A few searches are quite specific that the statue was acquired by the Electric Telegraph Company in 1856 to decorate new premises for the Sheffield Daily Telegraph at the opening to The Shambles. (This is now the site of KFC at the junction of High Street and Haymarket).
The Electric Telegraph Company office seen about 1856. The statues of Mercury (left) and Vulcan (right) can be seen in the niches at the upper level. (Image: Picture Sheffield)
Furthermore, it is suggested that the bronze sculpture occupied one of two niches, one on either side of the front elevation of the upper story, the figure of Mercury to the left and Vulcan to the right.
It is said that the Mercury sculpture was moved to the Telegraph Building in 1915, while the Vulcan statue was lost.
Old illustrations of the Electric Telegraph Building clearly show the statues, but at this point the authenticity of the sculpture on the 1915 building comes into question.
The Sheffield Daily Telegraph may or may not have had offices at the Shambles, and it is well documented that its early offices were on the site of High Street and Aldine Court, long since vacated by the newspaper.
Further inspection identifies the Electric Telegraph Building on The Shambles as being the Fitzalan Market Hall, that looked up the slopes of High Street and King Street.
Fitzalan Chambers in 1918. Blackened by Sheffield’s smoky atmosphere, the Mercury and Vulcan statues are clearly evident three years after the construction of the Telegraph Building on High Street. The De Bears Schools specialised in shorthand, typewriting, correspondence, and business training. (Image: Picture Sheffield)
In 1856, an account of the opening of the Exchange, News Room, and Telegraph Office was published in the Sheffield Independent:
“This building which has been erected from the designs of Messrs Weightman, Hadfield, and Goldie, by the Duke of Norfolk, terminate the pile of buildings occupying the façade towards the Old Haymarket. On the ground floor it was necessary to retain the old-established wine vaults of Samuel Younge and Co, and to provide shops for fish salesmen in the lower part of the market. The Exchange Room occupies the first floor. The room is entered by folding doors. At the end of the room opposite the entrance is a small apartment fitted up by the Telegraph Company in which the subscribers may write and dispatch their messages to all parts of the globe accessible to this rapid mode of communication.”
-=-=-=-=-
### WHAT THE TASK ASKS
Reproduce, word for word, the stretch of the Mercury statue text from "It is said that" through "comes into question.".
-=-=-=-=-
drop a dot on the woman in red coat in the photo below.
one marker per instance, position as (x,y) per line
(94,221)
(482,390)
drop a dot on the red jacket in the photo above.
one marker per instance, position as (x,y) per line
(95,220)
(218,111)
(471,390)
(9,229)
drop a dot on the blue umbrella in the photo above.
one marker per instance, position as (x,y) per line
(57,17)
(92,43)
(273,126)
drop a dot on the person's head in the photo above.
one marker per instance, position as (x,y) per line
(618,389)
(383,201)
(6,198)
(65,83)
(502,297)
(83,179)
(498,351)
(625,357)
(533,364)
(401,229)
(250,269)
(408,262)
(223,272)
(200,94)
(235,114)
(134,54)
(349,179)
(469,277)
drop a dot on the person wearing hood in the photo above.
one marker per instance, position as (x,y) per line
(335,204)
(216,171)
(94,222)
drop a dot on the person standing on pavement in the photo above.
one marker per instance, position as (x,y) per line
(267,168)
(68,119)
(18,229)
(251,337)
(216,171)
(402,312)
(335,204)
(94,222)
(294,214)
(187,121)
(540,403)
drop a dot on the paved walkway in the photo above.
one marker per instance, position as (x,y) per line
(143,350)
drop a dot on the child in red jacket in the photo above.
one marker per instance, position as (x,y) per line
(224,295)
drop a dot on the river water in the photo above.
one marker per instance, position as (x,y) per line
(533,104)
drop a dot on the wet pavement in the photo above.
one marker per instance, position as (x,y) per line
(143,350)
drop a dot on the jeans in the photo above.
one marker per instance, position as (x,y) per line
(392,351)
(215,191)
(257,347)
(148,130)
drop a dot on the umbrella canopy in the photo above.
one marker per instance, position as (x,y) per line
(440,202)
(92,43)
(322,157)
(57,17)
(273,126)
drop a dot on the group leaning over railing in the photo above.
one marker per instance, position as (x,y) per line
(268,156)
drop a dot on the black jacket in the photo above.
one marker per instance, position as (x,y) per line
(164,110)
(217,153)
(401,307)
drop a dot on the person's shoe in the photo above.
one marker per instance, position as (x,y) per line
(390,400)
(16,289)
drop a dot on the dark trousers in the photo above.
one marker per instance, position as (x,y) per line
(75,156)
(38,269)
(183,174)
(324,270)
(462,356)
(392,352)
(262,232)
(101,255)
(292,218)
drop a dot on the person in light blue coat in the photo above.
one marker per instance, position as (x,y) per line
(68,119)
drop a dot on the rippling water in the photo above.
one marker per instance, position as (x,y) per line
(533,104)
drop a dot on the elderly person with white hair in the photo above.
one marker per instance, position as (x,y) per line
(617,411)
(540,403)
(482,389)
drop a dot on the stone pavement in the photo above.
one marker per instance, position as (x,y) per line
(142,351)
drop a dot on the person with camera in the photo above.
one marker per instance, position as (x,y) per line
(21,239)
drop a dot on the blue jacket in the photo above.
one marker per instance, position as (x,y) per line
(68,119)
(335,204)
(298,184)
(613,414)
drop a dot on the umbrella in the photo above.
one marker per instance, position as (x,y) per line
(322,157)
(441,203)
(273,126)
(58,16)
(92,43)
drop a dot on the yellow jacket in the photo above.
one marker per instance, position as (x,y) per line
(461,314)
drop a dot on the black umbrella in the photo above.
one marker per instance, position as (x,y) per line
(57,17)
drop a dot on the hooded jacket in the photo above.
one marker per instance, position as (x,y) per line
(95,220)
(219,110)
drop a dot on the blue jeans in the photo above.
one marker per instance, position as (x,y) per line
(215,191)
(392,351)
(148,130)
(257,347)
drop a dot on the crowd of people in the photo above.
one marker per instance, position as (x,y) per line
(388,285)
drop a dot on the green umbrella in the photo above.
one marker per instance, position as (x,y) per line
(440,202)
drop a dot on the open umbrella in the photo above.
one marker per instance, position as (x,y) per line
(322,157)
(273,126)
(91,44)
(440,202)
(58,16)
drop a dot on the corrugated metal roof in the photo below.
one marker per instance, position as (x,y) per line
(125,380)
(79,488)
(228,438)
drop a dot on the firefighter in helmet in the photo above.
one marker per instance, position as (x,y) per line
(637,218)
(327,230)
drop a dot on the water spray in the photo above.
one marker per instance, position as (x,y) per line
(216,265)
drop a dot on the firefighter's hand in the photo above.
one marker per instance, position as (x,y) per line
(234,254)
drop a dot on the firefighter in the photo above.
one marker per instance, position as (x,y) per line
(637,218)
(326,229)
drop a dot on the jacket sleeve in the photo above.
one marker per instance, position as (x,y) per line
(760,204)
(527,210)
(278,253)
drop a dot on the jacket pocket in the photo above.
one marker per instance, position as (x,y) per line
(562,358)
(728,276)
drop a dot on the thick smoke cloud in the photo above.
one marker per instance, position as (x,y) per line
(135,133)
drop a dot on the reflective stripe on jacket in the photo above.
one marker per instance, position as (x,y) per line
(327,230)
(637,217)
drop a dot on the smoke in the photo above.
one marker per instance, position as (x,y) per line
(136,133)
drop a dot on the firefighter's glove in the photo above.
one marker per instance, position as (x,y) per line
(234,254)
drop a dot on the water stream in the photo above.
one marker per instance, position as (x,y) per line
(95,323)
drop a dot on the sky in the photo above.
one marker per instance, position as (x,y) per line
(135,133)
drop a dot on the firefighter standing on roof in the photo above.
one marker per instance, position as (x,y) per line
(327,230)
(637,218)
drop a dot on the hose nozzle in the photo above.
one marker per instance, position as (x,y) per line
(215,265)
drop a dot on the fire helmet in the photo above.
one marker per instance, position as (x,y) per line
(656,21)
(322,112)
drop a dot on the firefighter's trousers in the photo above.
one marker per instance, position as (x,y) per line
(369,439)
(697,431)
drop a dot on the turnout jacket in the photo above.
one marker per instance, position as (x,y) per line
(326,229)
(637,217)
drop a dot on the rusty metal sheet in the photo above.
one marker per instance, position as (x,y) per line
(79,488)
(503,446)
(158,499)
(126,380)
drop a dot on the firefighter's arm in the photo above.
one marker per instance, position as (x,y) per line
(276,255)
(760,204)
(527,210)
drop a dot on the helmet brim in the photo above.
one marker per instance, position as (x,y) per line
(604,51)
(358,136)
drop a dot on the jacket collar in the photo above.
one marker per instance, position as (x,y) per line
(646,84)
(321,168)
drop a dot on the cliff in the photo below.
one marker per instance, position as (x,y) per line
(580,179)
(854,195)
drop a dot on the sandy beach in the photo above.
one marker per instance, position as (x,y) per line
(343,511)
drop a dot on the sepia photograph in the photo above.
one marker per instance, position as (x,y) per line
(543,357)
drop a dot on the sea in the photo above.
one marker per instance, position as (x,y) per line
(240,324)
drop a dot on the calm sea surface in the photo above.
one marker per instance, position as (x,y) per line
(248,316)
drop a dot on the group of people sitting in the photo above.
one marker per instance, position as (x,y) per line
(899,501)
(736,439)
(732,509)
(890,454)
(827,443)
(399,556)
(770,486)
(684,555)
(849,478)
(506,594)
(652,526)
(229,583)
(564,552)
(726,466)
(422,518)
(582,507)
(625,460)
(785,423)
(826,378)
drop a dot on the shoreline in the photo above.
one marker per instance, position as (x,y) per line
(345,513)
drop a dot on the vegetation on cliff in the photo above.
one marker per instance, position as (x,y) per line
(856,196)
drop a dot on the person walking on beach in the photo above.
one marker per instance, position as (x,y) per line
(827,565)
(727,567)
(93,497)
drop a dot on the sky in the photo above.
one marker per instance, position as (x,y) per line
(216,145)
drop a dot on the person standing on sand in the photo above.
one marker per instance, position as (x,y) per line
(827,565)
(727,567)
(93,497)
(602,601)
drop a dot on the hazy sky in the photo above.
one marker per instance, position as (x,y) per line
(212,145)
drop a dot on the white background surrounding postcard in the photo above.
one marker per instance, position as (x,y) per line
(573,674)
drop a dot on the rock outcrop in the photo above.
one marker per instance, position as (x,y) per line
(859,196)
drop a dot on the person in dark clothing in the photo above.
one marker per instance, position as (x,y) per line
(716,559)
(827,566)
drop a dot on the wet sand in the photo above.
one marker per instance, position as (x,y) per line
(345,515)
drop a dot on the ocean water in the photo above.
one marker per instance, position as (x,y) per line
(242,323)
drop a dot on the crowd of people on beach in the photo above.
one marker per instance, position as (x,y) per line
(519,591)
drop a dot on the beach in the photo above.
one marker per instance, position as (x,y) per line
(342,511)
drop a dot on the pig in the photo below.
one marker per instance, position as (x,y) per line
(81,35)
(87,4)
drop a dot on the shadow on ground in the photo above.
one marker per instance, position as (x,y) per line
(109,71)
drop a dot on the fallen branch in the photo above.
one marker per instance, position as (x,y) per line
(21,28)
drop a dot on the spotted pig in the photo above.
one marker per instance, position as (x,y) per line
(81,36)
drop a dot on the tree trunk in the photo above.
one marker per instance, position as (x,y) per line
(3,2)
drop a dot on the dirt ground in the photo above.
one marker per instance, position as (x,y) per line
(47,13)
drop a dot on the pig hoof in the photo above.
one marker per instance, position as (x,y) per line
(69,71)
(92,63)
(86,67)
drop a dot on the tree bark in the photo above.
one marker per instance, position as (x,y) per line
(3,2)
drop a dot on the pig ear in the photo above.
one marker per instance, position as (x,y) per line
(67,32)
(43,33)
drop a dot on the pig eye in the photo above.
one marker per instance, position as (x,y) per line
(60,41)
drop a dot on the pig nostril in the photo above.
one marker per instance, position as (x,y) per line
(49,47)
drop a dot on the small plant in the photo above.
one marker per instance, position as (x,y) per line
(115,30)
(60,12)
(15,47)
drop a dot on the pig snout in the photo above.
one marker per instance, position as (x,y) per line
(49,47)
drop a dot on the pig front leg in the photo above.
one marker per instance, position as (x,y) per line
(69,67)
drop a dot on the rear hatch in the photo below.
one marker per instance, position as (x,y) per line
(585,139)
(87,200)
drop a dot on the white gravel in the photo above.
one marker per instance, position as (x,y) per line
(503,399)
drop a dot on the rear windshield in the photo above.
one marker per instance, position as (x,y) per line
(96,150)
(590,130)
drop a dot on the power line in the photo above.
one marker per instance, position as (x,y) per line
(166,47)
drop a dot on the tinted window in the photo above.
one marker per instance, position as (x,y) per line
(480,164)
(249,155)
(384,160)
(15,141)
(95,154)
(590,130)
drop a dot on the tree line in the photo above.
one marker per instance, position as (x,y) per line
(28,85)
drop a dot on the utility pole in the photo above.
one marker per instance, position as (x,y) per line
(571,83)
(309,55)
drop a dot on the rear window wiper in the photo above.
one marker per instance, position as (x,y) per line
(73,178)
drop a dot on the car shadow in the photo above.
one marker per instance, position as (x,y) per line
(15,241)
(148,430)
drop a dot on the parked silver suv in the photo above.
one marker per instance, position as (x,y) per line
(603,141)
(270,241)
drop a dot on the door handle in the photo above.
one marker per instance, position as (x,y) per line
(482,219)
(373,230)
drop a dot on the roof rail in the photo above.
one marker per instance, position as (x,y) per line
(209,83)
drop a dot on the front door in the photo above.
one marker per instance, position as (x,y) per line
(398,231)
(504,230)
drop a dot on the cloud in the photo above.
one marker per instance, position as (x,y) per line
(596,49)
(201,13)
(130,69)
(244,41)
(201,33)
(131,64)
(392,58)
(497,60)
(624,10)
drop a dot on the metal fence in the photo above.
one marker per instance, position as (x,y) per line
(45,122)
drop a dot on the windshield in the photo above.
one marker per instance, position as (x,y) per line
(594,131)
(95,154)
-=-=-=-=-
### RESULT OF THIS EXERCISE
It is said that the Mercury sculpture was moved to the Telegraph Building in 1915, while the Vulcan statue was lost.
Old illustrations of the Electric Telegraph Building clearly show the statues, but at this point the authenticity of the sculpture on the 1915 building comes into question.